▸ **Aangeleverd fragment**:
————

Zij krijgt nr. 24 (35979).

Dank u wel, mevrouw Van der Plas. Dan gaan we nog naar mevrouw Agema van de PVV. Daarna schorsen we voor tien minuutjes.

Mevrouw Agema (PVV):
Dank u, voorzitter. Ik was even naar mijn kamer om moties te typen, maar ik wist niet dat ik daar zo lang de tijd voor had genomen. Ik dank de minister voor de beantwoording en voor de oprechte aandacht die hij heeft voor Kamerleden als ze hier staan te spreken. Ik vond het debat wel heel erg teleurstellend. Als 92% van je risicogroepers de booster is gaan halen en er nu 200 mensen op de ic liggen, kan ik mij moeilijk voorstellen waarom wij nog steeds in de paniekstand staan en waarom we vorige maand ook in die lockdown zijn geweest. Ik hoop echt dat de minister ook een beetje uit zijn wittebroodsweken raakt en de belofte waar gaat maken dat er een kentering komt in het coronabeleid, zoals een heel groot deel van Nederland hoopt. Eigenlijk moeten we iedere keer constateren dat het probleem ligt bij de capaciteit in de ziekenhuizen en in de hele zorgketen. Daar moet iets gebeuren, willen wij niet steeds als enige land in Europa vergaande vrijheidsbeperkende maatregelen op ons afgevuurd zien worden.

De Kamer,

gehoord de beraadslaging,

verzoekt de regering met alle vrijheidsbeperkende maatregelen te stoppen wegens gebrek aan bewijs en in te zetten op een wél bewezen effectief gezond binnenklimaat,

en gaat over tot de orde van de dag.

De voorzitter:
Deze motie is voorgesteld door het lid Agema.

Zij krijgt nr. 26 (35979).

De Kamer,

gehoord de beraadslaging,

verzoekt de regering te stoppen met alle coronatoegangsbewijzen,

en gaat over tot de orde van de dag.

De voorzitter:
Deze motie is voorgesteld door het lid Agema.

Zij krijgt nr. 27 (35979).

Mevrouw Agema (PVV):
Mochten moties van deze strekking al zijn ingediend, dan mijn excuses. Ik voeg ze graag samen.

De voorzitter:
Ze zijn uniek.

Dan schors ik de vergadering voor ongeveer tien minuutjes, tot 23.15 uur. Dan gaan we van start met de tweede termijn aan de kant van het kabinet.

De vergadering wordt van 23.02 uur tot 23.11 uur geschorst.

De voorzitter:
Aan de orde is de tweede termijn van de kant van het kabinet. Het is wel leuk als mevrouw Van Esch er is voor de antwoorden op haar vragen, dus misschien kunt u starten met de appreciatie van de ingediende moties. Het woord is aan de minister.

————

▸ **Aangeleverde gegevens**:

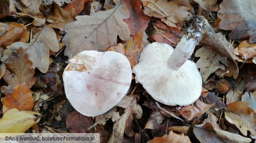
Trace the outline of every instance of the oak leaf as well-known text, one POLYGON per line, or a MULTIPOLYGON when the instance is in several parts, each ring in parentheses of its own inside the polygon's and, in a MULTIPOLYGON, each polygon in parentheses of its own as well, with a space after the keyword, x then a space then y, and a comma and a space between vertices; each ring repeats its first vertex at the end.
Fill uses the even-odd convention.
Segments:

————

▸ **Jouw opdracht**: Noem alle nummers die in het aangeleverde fragment aan een motie worden toegekend. Vermeld bij elk nummer ook het getal tussen haakjes.

▸ **Jouw antwoord**:
- nr. 24 (35979)
- nr. 26 (35979)
- nr. 27 (35979)